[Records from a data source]
[Start]

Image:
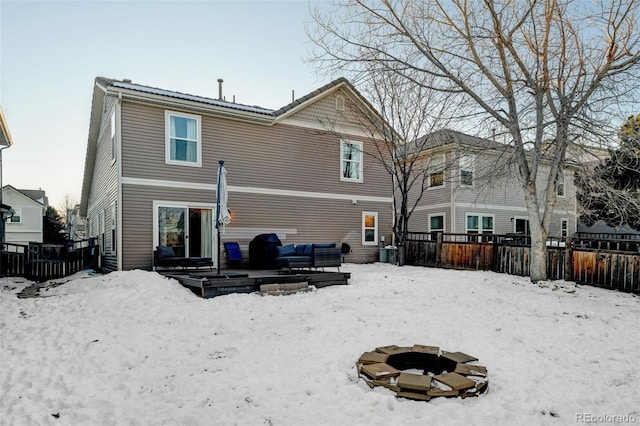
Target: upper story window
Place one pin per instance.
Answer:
(17, 216)
(479, 224)
(436, 171)
(351, 161)
(183, 140)
(467, 165)
(560, 184)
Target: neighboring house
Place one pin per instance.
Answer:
(76, 225)
(473, 188)
(26, 224)
(152, 160)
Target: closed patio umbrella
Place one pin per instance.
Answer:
(223, 217)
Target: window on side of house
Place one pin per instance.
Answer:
(560, 184)
(183, 140)
(113, 228)
(467, 165)
(17, 216)
(350, 161)
(564, 227)
(479, 224)
(436, 171)
(369, 228)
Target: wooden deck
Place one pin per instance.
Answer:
(209, 284)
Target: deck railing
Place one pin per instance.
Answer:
(42, 262)
(607, 263)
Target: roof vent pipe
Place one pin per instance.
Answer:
(220, 88)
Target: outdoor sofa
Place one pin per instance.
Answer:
(303, 256)
(164, 256)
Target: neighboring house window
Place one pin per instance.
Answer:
(564, 227)
(113, 228)
(351, 161)
(436, 224)
(560, 185)
(521, 226)
(466, 170)
(479, 224)
(17, 216)
(113, 135)
(369, 228)
(183, 143)
(436, 171)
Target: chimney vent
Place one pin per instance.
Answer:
(220, 88)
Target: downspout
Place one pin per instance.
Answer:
(119, 234)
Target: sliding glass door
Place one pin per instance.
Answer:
(188, 230)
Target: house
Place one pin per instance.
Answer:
(29, 207)
(472, 188)
(299, 171)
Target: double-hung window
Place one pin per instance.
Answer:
(183, 139)
(436, 171)
(351, 161)
(560, 184)
(466, 170)
(479, 224)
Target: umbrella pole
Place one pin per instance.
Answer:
(221, 163)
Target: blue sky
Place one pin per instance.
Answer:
(51, 51)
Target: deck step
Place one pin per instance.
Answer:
(282, 289)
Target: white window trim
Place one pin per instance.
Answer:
(429, 186)
(444, 222)
(564, 220)
(17, 212)
(360, 178)
(520, 218)
(480, 216)
(167, 138)
(375, 239)
(561, 181)
(472, 160)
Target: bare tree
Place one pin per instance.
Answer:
(546, 73)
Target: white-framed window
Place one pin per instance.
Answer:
(467, 166)
(479, 223)
(113, 135)
(436, 222)
(521, 225)
(183, 139)
(564, 227)
(350, 161)
(17, 216)
(369, 228)
(436, 171)
(113, 228)
(560, 184)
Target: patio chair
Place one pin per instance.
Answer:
(233, 253)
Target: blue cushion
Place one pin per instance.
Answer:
(287, 250)
(325, 245)
(165, 251)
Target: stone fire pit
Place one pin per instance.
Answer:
(423, 372)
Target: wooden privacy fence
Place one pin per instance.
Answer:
(613, 264)
(42, 262)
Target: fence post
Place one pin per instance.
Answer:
(568, 260)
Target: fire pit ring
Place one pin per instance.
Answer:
(423, 372)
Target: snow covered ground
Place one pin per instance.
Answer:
(135, 348)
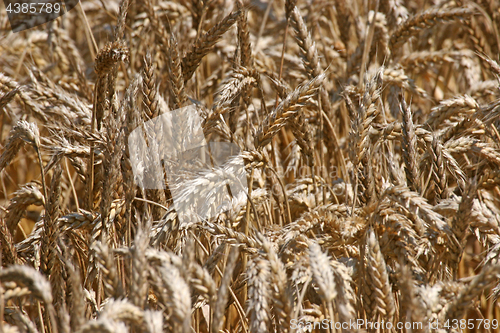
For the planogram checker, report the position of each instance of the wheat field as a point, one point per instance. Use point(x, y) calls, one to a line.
point(369, 132)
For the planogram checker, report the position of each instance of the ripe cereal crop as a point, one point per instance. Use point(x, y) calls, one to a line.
point(364, 187)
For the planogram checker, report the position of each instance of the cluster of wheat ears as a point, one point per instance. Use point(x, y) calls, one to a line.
point(370, 136)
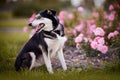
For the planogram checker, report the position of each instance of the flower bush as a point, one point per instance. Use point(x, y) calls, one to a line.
point(95, 33)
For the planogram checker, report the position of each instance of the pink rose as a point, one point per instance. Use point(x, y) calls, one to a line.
point(80, 27)
point(62, 15)
point(102, 48)
point(96, 39)
point(78, 39)
point(94, 45)
point(74, 32)
point(92, 27)
point(99, 32)
point(32, 33)
point(111, 35)
point(116, 33)
point(111, 7)
point(111, 17)
point(95, 14)
point(70, 16)
point(77, 45)
point(32, 17)
point(101, 41)
point(80, 9)
point(25, 29)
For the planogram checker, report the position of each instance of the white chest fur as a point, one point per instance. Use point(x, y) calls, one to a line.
point(55, 44)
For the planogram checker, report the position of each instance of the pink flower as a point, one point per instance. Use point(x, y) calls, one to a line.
point(116, 33)
point(92, 27)
point(102, 48)
point(111, 7)
point(62, 15)
point(105, 27)
point(32, 17)
point(25, 29)
point(96, 39)
point(80, 9)
point(94, 44)
point(110, 24)
point(101, 41)
point(111, 35)
point(99, 32)
point(86, 40)
point(111, 17)
point(70, 16)
point(32, 33)
point(95, 14)
point(80, 27)
point(62, 22)
point(78, 39)
point(74, 32)
point(77, 45)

[End]

Exercise goal: Extract only the lines from the line containing "of the cluster" through the final line of the records; keep both ends and drop every picture.

Complete output:
For the planogram checker, report the position of each instance of the cluster of wheat ears as a point, one point per instance. Use point(x, y) calls, one to a line.
point(370, 136)
For the planogram checker, report the position of each instance of the flower bush as a point, one point per instance. Use point(x, y) calls, one to a line.
point(95, 33)
For the planogram checker, report the position of each instance of the pink rose as a point, one point per instance. Use point(x, y) calls, one to a line.
point(80, 27)
point(62, 15)
point(102, 48)
point(96, 39)
point(78, 39)
point(94, 45)
point(74, 32)
point(92, 27)
point(99, 32)
point(32, 33)
point(111, 35)
point(116, 33)
point(111, 7)
point(111, 17)
point(95, 14)
point(70, 16)
point(77, 45)
point(32, 17)
point(101, 41)
point(80, 9)
point(25, 29)
For the planogram checker, report the position of each instance of the white chest fur as a point, one point per instance. Use point(x, y) calls, one to a line.
point(55, 44)
For the planogram checker, report the position of each instance of the pink flower as a point, one point per instance. Use point(x, y) calls, one to a line.
point(116, 33)
point(92, 27)
point(102, 48)
point(111, 7)
point(62, 15)
point(105, 27)
point(32, 17)
point(25, 29)
point(96, 39)
point(80, 9)
point(94, 44)
point(110, 24)
point(101, 41)
point(111, 35)
point(99, 32)
point(86, 40)
point(111, 17)
point(70, 16)
point(32, 33)
point(95, 14)
point(80, 27)
point(62, 22)
point(78, 39)
point(74, 32)
point(77, 45)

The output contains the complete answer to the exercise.